What is needed is the number of lines below that contain the string "dark", with no other text.
BEGIN MATERIAL FOR THIS TASK
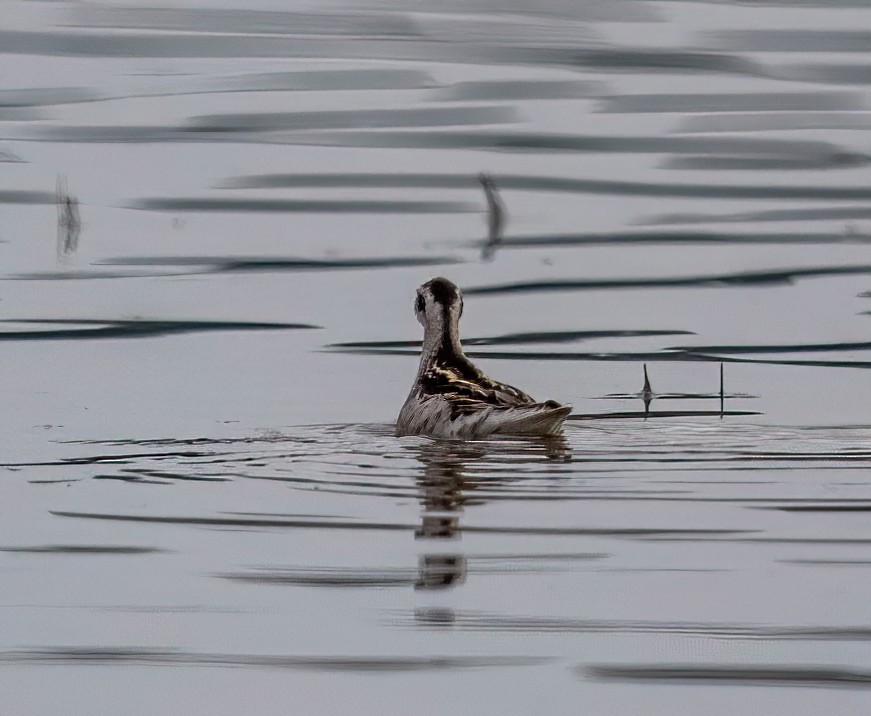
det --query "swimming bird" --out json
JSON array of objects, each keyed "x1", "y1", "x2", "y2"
[{"x1": 396, "y1": 277, "x2": 572, "y2": 439}]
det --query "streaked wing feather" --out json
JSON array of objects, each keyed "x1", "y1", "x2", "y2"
[
  {"x1": 420, "y1": 362, "x2": 534, "y2": 418},
  {"x1": 477, "y1": 375, "x2": 534, "y2": 404}
]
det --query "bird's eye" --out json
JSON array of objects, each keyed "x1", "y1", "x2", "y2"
[{"x1": 415, "y1": 294, "x2": 425, "y2": 313}]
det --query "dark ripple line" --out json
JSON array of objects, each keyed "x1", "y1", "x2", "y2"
[
  {"x1": 570, "y1": 409, "x2": 761, "y2": 419},
  {"x1": 706, "y1": 29, "x2": 871, "y2": 53},
  {"x1": 669, "y1": 340, "x2": 871, "y2": 355},
  {"x1": 3, "y1": 450, "x2": 217, "y2": 468},
  {"x1": 770, "y1": 505, "x2": 871, "y2": 512},
  {"x1": 221, "y1": 558, "x2": 602, "y2": 587},
  {"x1": 322, "y1": 345, "x2": 704, "y2": 361},
  {"x1": 775, "y1": 63, "x2": 871, "y2": 86},
  {"x1": 0, "y1": 31, "x2": 462, "y2": 59},
  {"x1": 410, "y1": 611, "x2": 871, "y2": 640},
  {"x1": 289, "y1": 131, "x2": 867, "y2": 164},
  {"x1": 187, "y1": 106, "x2": 517, "y2": 132},
  {"x1": 224, "y1": 171, "x2": 871, "y2": 201},
  {"x1": 48, "y1": 512, "x2": 748, "y2": 537},
  {"x1": 463, "y1": 265, "x2": 871, "y2": 296},
  {"x1": 0, "y1": 648, "x2": 546, "y2": 671},
  {"x1": 7, "y1": 256, "x2": 463, "y2": 281},
  {"x1": 0, "y1": 87, "x2": 101, "y2": 108},
  {"x1": 70, "y1": 2, "x2": 656, "y2": 26},
  {"x1": 584, "y1": 664, "x2": 871, "y2": 687},
  {"x1": 0, "y1": 190, "x2": 56, "y2": 204},
  {"x1": 645, "y1": 206, "x2": 871, "y2": 226},
  {"x1": 492, "y1": 231, "x2": 871, "y2": 248},
  {"x1": 92, "y1": 475, "x2": 169, "y2": 485},
  {"x1": 0, "y1": 71, "x2": 434, "y2": 107},
  {"x1": 0, "y1": 319, "x2": 320, "y2": 341},
  {"x1": 329, "y1": 345, "x2": 871, "y2": 369},
  {"x1": 222, "y1": 568, "x2": 415, "y2": 588},
  {"x1": 0, "y1": 31, "x2": 761, "y2": 80},
  {"x1": 436, "y1": 79, "x2": 603, "y2": 101},
  {"x1": 128, "y1": 198, "x2": 477, "y2": 214},
  {"x1": 524, "y1": 47, "x2": 762, "y2": 75},
  {"x1": 330, "y1": 329, "x2": 694, "y2": 350},
  {"x1": 696, "y1": 356, "x2": 871, "y2": 370},
  {"x1": 120, "y1": 469, "x2": 229, "y2": 482},
  {"x1": 0, "y1": 545, "x2": 164, "y2": 554},
  {"x1": 69, "y1": 7, "x2": 422, "y2": 37},
  {"x1": 782, "y1": 560, "x2": 871, "y2": 566},
  {"x1": 689, "y1": 0, "x2": 870, "y2": 6},
  {"x1": 601, "y1": 91, "x2": 865, "y2": 113},
  {"x1": 675, "y1": 112, "x2": 871, "y2": 134},
  {"x1": 661, "y1": 154, "x2": 868, "y2": 171},
  {"x1": 30, "y1": 126, "x2": 841, "y2": 155},
  {"x1": 99, "y1": 256, "x2": 461, "y2": 272}
]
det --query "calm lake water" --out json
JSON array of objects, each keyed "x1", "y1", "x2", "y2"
[{"x1": 4, "y1": 0, "x2": 871, "y2": 713}]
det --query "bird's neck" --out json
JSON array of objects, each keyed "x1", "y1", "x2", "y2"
[{"x1": 418, "y1": 317, "x2": 464, "y2": 375}]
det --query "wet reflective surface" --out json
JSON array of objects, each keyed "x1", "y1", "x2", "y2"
[{"x1": 4, "y1": 0, "x2": 871, "y2": 713}]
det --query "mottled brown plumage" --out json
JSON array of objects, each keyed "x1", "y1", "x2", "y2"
[{"x1": 396, "y1": 277, "x2": 571, "y2": 439}]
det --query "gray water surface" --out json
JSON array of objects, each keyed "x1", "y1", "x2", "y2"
[{"x1": 3, "y1": 0, "x2": 871, "y2": 714}]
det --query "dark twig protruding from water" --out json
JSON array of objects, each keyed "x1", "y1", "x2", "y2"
[
  {"x1": 642, "y1": 364, "x2": 653, "y2": 418},
  {"x1": 594, "y1": 361, "x2": 755, "y2": 419},
  {"x1": 56, "y1": 175, "x2": 81, "y2": 258},
  {"x1": 479, "y1": 173, "x2": 505, "y2": 261}
]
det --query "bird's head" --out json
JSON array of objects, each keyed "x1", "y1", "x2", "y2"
[{"x1": 414, "y1": 277, "x2": 464, "y2": 336}]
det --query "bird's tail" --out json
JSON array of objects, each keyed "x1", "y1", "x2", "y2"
[{"x1": 494, "y1": 403, "x2": 572, "y2": 436}]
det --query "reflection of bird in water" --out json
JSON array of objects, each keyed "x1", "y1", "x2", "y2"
[
  {"x1": 414, "y1": 437, "x2": 570, "y2": 521},
  {"x1": 411, "y1": 437, "x2": 570, "y2": 589},
  {"x1": 396, "y1": 277, "x2": 571, "y2": 439},
  {"x1": 413, "y1": 440, "x2": 476, "y2": 588},
  {"x1": 478, "y1": 173, "x2": 505, "y2": 261}
]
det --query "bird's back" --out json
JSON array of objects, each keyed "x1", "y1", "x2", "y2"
[{"x1": 397, "y1": 353, "x2": 571, "y2": 438}]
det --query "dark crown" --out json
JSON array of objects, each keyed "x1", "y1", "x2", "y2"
END MATERIAL FOR THIS TASK
TASK RESULT: 3